What is required: Report how many lines in the records hold the string "scoreboard"; give the number and nothing else.

= Beginning of Section =

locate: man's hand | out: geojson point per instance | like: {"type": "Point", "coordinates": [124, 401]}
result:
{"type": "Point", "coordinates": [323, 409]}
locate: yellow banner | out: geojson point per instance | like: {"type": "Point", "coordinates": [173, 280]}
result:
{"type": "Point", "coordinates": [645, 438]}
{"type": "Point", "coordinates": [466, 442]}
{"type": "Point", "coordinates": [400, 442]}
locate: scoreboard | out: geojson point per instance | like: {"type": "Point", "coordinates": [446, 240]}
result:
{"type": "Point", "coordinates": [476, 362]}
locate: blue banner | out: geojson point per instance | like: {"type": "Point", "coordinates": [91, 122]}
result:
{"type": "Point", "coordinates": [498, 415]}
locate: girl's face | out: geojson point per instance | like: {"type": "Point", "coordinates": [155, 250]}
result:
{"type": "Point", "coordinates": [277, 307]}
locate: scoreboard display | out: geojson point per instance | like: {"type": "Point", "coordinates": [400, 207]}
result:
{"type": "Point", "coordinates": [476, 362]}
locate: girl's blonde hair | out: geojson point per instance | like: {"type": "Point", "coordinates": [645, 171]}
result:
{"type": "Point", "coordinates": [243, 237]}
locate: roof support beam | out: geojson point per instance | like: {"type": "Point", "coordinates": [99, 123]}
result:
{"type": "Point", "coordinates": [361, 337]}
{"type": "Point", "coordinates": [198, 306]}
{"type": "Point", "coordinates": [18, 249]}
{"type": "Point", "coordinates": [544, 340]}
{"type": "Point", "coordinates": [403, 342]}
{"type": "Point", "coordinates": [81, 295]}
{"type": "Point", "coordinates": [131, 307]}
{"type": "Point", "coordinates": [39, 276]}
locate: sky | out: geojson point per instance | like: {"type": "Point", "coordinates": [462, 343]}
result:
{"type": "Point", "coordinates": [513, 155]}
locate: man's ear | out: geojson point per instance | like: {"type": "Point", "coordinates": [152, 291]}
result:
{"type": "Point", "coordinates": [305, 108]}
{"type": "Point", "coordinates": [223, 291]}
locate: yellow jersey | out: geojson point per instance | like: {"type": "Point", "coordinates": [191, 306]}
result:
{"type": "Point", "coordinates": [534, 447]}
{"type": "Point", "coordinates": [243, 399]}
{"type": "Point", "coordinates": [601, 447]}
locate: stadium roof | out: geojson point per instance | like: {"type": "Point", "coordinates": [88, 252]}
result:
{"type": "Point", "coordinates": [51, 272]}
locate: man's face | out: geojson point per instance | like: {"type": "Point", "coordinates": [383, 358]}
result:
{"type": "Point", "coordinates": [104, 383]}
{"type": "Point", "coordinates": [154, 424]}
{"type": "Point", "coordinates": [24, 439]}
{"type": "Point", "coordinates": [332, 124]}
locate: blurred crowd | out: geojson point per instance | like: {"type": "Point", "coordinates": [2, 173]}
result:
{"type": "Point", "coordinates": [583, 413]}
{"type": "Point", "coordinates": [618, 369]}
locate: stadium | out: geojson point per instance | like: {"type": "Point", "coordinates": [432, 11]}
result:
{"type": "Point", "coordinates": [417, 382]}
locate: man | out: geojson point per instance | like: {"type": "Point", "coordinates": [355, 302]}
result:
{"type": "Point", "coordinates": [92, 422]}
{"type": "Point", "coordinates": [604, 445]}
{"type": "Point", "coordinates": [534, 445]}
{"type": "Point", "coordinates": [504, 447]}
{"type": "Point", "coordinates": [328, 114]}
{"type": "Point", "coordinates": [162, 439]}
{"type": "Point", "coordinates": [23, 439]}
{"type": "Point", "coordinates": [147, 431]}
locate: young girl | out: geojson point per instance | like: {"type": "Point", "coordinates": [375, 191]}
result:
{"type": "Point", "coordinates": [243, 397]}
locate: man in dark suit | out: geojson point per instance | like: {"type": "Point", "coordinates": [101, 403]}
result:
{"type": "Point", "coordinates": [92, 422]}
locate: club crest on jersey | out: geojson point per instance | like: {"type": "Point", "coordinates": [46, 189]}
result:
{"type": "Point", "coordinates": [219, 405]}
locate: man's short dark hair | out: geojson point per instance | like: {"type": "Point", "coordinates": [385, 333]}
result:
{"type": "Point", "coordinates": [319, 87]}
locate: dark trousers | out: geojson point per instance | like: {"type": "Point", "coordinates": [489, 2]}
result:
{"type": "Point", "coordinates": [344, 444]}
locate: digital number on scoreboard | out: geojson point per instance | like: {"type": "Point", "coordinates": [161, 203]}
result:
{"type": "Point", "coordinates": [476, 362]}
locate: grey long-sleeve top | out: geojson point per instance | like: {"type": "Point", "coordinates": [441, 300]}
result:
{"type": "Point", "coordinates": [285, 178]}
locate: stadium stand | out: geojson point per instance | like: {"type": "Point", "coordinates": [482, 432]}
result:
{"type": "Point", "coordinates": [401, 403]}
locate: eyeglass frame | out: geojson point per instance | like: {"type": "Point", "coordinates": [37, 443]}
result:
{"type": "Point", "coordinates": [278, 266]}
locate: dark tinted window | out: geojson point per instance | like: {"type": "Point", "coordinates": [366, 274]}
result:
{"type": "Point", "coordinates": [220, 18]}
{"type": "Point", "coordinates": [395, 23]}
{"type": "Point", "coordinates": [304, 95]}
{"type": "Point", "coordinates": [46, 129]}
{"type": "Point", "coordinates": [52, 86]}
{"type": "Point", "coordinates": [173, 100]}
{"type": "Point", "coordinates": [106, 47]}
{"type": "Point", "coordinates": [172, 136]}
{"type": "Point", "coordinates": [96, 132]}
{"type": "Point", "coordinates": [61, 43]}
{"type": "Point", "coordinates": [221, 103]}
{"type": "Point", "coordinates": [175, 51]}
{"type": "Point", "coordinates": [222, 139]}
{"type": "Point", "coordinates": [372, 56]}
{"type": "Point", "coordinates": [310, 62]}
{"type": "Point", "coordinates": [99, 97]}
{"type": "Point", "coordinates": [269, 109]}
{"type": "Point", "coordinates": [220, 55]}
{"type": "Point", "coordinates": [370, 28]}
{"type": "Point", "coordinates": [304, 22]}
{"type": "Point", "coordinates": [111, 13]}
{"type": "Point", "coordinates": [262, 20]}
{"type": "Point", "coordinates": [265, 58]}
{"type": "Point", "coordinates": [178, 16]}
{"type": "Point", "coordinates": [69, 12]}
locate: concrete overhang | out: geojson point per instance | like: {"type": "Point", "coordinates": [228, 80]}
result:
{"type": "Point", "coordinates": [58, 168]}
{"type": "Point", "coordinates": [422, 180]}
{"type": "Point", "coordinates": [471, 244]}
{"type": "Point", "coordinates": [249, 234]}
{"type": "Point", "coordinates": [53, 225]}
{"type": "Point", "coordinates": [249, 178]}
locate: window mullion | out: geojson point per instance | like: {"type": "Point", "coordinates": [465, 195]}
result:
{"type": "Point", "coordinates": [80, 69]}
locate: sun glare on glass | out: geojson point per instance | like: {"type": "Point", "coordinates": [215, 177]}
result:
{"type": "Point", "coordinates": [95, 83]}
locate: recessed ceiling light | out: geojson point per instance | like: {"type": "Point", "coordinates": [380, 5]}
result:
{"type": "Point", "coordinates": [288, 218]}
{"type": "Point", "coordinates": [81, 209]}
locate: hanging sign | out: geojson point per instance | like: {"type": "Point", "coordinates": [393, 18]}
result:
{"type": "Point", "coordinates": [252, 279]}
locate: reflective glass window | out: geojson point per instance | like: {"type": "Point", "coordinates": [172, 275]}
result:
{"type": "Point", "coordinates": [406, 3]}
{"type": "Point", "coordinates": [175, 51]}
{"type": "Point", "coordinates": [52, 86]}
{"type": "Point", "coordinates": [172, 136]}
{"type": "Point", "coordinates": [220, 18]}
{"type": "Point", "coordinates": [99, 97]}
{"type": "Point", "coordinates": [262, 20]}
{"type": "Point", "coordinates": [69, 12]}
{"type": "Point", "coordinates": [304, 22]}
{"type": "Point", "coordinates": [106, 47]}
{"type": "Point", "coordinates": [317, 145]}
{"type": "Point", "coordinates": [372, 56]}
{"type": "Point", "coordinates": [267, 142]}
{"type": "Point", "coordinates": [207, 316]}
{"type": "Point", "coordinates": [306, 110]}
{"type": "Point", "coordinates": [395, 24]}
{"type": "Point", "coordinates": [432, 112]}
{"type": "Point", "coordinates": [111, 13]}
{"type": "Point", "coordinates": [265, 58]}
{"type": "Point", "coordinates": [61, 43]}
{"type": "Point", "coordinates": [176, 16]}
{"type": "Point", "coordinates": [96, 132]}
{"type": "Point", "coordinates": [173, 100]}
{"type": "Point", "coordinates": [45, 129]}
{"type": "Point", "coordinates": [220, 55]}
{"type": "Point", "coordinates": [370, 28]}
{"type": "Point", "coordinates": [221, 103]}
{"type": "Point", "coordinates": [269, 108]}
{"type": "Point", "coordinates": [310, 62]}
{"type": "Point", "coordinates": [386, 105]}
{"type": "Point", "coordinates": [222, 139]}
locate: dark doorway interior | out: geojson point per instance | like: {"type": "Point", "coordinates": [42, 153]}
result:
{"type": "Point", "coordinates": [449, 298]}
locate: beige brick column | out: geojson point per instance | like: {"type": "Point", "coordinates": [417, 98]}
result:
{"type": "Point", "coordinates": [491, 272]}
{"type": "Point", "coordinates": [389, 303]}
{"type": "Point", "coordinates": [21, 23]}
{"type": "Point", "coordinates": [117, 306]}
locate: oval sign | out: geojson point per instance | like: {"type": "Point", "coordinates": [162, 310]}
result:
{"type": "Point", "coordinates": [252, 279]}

= End of Section =

Result: 3